Required action:
Report back every line of the entries that contains "below", exactly as written.

Dataset entries:

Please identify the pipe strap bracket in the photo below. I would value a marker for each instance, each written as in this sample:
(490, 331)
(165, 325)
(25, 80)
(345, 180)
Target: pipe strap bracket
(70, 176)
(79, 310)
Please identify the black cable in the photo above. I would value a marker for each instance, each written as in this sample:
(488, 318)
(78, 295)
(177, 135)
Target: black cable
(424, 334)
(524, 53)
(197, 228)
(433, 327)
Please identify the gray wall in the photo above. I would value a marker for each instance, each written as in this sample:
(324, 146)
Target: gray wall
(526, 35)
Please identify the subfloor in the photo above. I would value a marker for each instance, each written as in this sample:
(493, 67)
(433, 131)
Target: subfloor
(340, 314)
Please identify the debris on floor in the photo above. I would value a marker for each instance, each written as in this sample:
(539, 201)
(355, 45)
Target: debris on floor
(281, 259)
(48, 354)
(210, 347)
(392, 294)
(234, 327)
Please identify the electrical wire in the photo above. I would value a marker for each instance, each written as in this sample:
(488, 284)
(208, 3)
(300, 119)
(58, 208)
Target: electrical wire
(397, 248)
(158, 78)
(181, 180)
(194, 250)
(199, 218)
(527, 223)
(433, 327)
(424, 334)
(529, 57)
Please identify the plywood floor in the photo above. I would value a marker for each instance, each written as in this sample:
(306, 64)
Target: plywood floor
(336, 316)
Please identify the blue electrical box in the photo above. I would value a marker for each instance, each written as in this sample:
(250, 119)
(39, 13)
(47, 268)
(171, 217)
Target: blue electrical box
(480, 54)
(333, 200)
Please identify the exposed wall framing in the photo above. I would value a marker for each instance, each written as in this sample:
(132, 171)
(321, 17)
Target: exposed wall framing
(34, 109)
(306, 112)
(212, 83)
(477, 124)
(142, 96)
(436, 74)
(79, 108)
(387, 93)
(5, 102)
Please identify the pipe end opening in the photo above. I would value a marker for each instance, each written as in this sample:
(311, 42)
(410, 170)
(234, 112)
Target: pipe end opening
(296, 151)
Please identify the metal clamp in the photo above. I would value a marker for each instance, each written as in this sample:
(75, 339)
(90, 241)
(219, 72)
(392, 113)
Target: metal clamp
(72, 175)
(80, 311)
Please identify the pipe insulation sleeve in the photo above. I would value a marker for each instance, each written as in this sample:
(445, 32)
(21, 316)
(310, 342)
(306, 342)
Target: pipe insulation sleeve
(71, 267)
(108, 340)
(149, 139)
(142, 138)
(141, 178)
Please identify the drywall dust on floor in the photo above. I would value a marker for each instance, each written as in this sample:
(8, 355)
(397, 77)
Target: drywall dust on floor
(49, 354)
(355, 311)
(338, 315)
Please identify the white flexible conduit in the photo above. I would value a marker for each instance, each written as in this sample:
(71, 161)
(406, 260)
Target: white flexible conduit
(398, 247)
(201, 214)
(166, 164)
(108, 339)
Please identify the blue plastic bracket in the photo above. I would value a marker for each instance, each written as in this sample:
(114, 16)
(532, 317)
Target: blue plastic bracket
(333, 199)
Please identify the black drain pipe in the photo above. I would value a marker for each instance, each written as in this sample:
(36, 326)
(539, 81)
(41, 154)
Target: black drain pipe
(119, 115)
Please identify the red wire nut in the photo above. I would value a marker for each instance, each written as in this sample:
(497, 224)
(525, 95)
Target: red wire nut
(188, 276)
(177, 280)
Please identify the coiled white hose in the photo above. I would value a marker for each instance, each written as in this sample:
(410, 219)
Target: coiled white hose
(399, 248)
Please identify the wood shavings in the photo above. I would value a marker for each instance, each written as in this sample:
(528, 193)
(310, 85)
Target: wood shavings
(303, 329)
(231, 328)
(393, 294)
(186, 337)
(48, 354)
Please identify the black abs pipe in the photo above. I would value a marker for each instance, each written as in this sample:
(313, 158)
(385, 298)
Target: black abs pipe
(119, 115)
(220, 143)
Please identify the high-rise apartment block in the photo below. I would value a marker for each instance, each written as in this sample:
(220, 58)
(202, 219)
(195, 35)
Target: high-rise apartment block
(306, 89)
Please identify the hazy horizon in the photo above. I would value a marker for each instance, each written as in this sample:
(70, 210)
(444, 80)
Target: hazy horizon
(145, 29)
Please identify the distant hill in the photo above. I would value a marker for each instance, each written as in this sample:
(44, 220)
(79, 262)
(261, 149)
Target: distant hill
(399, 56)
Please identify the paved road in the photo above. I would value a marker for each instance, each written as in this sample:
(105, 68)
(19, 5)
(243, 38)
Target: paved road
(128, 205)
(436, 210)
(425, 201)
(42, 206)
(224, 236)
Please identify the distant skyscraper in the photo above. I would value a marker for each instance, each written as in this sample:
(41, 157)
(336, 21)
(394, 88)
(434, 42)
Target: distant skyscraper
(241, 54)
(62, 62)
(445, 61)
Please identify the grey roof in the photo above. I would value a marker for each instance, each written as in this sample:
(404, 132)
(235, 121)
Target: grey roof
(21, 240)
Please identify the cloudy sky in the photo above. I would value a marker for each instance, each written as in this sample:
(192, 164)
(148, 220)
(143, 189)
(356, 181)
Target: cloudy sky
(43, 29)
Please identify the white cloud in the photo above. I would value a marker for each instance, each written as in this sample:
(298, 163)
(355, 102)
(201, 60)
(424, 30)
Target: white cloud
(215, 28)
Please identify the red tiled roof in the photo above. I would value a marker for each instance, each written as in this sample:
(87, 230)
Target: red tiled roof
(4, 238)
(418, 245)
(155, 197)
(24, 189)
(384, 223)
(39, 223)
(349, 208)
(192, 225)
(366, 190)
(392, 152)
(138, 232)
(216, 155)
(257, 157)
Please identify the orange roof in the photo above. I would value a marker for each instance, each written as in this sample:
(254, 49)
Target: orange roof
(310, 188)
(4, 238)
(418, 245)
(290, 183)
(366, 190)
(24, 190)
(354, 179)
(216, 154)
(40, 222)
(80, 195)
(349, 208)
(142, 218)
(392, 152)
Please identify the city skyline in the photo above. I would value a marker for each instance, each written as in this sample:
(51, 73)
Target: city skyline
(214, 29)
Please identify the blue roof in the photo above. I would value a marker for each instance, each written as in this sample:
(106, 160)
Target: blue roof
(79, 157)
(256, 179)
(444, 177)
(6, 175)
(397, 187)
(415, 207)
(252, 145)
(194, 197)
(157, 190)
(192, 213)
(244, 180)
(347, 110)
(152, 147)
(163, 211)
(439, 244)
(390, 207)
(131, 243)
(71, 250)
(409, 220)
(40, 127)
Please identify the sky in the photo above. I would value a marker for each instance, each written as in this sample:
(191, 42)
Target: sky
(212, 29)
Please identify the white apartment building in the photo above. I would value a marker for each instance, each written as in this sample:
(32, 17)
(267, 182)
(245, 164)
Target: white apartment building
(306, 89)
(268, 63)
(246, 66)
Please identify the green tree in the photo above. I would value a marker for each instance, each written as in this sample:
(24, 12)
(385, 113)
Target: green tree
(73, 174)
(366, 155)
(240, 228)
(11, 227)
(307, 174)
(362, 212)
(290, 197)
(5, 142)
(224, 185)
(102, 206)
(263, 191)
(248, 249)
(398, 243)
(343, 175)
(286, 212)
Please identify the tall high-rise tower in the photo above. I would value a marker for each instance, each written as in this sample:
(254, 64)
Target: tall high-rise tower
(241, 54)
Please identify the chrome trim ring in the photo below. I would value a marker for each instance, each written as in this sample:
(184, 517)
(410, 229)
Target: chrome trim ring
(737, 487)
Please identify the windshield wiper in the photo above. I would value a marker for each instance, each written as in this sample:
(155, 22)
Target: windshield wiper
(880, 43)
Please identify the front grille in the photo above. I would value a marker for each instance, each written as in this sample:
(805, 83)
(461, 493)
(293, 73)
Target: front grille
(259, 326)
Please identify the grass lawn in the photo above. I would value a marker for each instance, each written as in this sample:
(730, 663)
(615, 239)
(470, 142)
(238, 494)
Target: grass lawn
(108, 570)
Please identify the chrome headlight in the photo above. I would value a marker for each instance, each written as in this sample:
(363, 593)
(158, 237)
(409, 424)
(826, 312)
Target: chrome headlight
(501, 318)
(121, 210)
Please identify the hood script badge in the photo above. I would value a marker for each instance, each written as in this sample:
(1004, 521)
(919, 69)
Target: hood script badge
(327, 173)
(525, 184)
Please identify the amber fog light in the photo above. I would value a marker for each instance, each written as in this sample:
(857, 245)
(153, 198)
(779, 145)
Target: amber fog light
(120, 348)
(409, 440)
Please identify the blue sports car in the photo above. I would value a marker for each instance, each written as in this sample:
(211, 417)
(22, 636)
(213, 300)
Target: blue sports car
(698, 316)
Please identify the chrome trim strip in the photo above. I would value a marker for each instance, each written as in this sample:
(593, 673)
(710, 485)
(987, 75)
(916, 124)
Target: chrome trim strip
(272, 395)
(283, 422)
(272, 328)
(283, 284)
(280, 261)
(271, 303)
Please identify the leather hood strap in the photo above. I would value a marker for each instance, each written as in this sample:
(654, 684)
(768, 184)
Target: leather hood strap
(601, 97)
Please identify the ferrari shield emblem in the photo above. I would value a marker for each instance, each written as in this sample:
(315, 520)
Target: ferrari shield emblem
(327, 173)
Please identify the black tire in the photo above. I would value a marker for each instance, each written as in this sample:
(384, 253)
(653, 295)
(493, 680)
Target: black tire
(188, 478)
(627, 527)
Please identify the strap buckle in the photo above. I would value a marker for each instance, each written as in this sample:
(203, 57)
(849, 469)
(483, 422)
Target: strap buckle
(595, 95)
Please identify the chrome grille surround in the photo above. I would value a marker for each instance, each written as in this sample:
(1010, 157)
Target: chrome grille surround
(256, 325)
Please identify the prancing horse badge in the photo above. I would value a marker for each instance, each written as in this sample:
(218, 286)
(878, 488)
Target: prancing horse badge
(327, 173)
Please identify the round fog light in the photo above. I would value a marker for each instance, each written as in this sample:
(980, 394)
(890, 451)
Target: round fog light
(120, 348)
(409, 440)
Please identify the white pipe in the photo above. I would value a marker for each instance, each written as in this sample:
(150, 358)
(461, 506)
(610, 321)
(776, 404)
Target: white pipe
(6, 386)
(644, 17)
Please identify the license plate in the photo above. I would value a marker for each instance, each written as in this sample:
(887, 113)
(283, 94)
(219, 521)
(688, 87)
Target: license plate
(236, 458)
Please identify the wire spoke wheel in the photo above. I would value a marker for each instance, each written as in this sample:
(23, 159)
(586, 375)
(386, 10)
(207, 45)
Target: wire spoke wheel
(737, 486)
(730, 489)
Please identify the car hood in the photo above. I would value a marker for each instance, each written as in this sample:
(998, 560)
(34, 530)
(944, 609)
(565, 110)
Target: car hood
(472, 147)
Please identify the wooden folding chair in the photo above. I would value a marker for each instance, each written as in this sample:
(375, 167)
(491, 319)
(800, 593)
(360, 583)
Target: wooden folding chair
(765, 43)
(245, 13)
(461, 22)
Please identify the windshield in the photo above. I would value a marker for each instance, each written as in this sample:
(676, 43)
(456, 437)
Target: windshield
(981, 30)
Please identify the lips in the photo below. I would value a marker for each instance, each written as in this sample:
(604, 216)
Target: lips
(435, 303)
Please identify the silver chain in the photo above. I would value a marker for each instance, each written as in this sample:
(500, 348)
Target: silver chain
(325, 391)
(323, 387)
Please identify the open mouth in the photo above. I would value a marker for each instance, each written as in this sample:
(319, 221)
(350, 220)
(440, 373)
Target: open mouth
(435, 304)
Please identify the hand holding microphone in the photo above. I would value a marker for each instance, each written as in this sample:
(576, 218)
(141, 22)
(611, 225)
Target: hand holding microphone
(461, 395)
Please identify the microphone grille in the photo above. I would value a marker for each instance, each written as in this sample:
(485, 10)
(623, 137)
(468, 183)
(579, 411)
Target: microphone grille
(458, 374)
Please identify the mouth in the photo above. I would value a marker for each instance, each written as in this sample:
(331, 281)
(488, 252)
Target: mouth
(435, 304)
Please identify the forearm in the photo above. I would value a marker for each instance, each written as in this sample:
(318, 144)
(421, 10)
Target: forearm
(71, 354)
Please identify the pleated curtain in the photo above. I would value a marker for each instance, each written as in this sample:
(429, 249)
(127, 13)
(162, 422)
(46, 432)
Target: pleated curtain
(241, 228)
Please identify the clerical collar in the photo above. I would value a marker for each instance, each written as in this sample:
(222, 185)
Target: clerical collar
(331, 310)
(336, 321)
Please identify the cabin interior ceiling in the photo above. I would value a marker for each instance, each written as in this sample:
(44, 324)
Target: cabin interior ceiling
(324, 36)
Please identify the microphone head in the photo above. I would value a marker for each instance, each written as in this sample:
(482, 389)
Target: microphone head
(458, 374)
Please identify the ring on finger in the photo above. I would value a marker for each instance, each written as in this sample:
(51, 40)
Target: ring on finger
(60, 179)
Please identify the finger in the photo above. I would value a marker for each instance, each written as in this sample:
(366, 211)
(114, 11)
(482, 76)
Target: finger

Answer to this task:
Please identify the pipe strap bracket in the photo below. I would value a marker for each instance, each written as in this sample:
Please identify the high-rise apartment block in the photo below. I would value a marker for each instance, each written as in this sample:
Please identify the chrome trim ring in the photo below. I would value a marker for each instance, each written as in this sample:
Please identify the lips in the photo below. I would value a marker for each instance, each written as in this sample:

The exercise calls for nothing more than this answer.